REQUEST 1:
Repeat word for word the stretch of the Montreal curling forum thread from "## T-Dot-Traveller (Jan" through "warmer weather .".

QUOTED TEXT:
================================

# Montreal Curling



## MULTIZ321 (Jan 24, 2017)

Montreal Curling

From News and Business/ Rogers Digital Media

Nobody Does Winter Sports Better than the Canadians.


Richard


----------



## MULTIZ321 (Jan 24, 2017)

MULTIZ321 said:


> Montreal Curling
> 
> From News and Business/ Rogers Digital Media
> 
> ...


If the link doesn't work - I won't be able to fix it until I get home this evening.


Richard


----------



## MULTIZ321 (Jan 24, 2017)

MULTIZ321 said:


> If the link doesn't work - I won't be able to fix it until I get home this evening.
> 
> 
> Richard


The Link is now fixed and is active.

Sorry for the inconvience.

Richard


----------



## VegasBella (Jan 25, 2017)




----------



## T-Dot-Traveller (Jan 28, 2017)

Bump
This needs more views - it made my Sat. morning 

Richard - I love your " tongue in cheek " title .

Montreal is a great city to visit - in warmer weather .
Our son is a McGill grad 2011 - he did his " 3rd year abroad "
Claremont in greater LA - so he could study at the pool in Jan - March -which is hard to do at McGill.

.


----------



## MULTIZ321 (Jan 28, 2017)

================================

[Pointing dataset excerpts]

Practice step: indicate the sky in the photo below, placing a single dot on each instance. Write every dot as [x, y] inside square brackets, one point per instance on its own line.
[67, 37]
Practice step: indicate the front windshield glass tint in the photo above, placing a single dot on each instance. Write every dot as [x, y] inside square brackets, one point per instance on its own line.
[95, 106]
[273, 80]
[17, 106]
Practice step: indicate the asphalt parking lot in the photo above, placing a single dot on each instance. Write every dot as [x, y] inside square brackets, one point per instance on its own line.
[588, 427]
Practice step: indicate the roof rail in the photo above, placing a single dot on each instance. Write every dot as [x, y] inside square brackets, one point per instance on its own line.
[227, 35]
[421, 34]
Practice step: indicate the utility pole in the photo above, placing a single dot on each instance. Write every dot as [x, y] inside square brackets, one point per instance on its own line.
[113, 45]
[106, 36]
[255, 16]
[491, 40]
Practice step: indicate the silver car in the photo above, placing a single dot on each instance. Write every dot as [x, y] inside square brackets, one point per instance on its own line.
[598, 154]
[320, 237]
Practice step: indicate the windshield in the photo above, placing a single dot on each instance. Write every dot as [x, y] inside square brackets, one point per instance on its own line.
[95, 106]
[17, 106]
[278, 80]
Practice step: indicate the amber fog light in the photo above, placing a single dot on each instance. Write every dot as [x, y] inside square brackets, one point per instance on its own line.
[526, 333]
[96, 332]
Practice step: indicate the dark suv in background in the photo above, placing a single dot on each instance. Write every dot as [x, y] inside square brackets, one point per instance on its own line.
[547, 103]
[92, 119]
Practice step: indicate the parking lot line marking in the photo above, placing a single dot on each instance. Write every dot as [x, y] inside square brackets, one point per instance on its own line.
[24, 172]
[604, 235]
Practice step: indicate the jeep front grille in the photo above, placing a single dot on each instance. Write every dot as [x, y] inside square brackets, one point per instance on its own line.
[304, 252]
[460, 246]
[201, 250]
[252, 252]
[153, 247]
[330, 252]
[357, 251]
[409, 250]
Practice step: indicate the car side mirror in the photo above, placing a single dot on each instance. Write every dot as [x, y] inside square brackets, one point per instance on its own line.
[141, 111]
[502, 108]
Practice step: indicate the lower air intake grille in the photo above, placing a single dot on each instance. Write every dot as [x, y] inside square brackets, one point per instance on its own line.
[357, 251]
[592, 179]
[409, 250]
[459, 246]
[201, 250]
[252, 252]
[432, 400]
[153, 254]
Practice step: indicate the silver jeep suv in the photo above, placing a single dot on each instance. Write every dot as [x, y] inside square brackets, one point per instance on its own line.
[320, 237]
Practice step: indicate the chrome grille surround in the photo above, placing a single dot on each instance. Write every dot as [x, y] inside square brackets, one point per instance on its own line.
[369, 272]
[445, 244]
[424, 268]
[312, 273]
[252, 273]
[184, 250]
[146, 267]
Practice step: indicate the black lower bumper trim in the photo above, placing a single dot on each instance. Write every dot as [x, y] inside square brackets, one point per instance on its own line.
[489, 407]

================================

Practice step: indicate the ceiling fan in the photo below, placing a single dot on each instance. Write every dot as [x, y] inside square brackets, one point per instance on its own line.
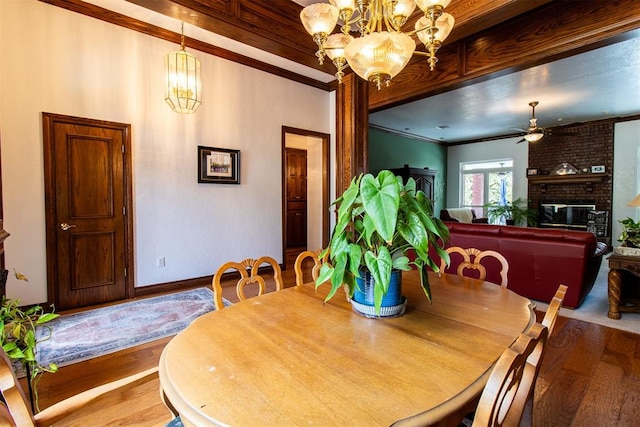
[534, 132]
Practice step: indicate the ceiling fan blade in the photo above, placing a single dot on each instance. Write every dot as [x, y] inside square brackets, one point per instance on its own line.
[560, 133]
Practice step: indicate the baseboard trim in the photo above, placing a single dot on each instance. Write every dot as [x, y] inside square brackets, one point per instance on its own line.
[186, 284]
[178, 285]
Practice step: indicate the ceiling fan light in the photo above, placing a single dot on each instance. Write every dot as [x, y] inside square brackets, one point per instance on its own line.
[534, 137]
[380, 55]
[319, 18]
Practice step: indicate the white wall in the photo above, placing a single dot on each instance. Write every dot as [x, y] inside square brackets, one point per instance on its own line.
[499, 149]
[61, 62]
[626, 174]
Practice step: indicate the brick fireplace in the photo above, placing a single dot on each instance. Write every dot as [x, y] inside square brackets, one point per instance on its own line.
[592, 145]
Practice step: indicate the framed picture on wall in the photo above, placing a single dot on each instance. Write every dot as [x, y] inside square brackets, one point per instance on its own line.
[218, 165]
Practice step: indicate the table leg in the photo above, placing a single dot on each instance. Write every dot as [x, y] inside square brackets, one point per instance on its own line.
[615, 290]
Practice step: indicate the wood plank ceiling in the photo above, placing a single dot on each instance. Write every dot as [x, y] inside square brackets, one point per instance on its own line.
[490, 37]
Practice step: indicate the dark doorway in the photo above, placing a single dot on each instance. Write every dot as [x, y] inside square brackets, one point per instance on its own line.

================================

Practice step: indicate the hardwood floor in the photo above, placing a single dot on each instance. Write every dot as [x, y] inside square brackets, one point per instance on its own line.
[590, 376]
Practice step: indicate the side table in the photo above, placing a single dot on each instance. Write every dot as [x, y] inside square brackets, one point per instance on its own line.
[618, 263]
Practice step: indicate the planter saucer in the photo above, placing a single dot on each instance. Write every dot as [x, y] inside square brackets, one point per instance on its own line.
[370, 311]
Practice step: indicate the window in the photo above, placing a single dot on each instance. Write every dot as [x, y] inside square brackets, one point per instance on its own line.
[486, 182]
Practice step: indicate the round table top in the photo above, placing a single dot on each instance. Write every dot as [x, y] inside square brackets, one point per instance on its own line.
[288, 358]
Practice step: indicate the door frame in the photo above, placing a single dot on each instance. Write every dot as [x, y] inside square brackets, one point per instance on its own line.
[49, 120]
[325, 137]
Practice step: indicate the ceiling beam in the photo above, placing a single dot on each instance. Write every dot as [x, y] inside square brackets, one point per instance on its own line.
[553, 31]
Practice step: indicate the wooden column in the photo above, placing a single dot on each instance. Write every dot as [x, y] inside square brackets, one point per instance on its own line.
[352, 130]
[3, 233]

================================

REQUEST 2:
In the listing, switch "table leg" to "chair leg" in the stretch from the line containing "Practice step: indicate the table" through the line containing "Practice step: indicate the dark doorway". Give back only those lines, with nothing else changed.

TASK ANSWER 1:
## T-Dot-Traveller (Jan 28, 2017)

Bump
This needs more views - it made my Sat. morning 

Richard - I love your " tongue in cheek " title .

Montreal is a great city to visit - in warmer weather .

TASK ANSWER 2:
Practice step: indicate the chair leg in the photo above, placing a single dot on each instance. Write every dot as [x, y] inside square brackets, one point per instance on its own line.
[615, 290]
Practice step: indicate the wood plank ceiling in the photo above, placing a single dot on each instance. Write every dot as [x, y] inside square brackets, one point per instance on its own line.
[490, 37]
Practice step: indicate the dark doorway in the photo above, placing a single dot on each instance. Write every dot as [x, y] inside square brackets, one point per instance on its own line.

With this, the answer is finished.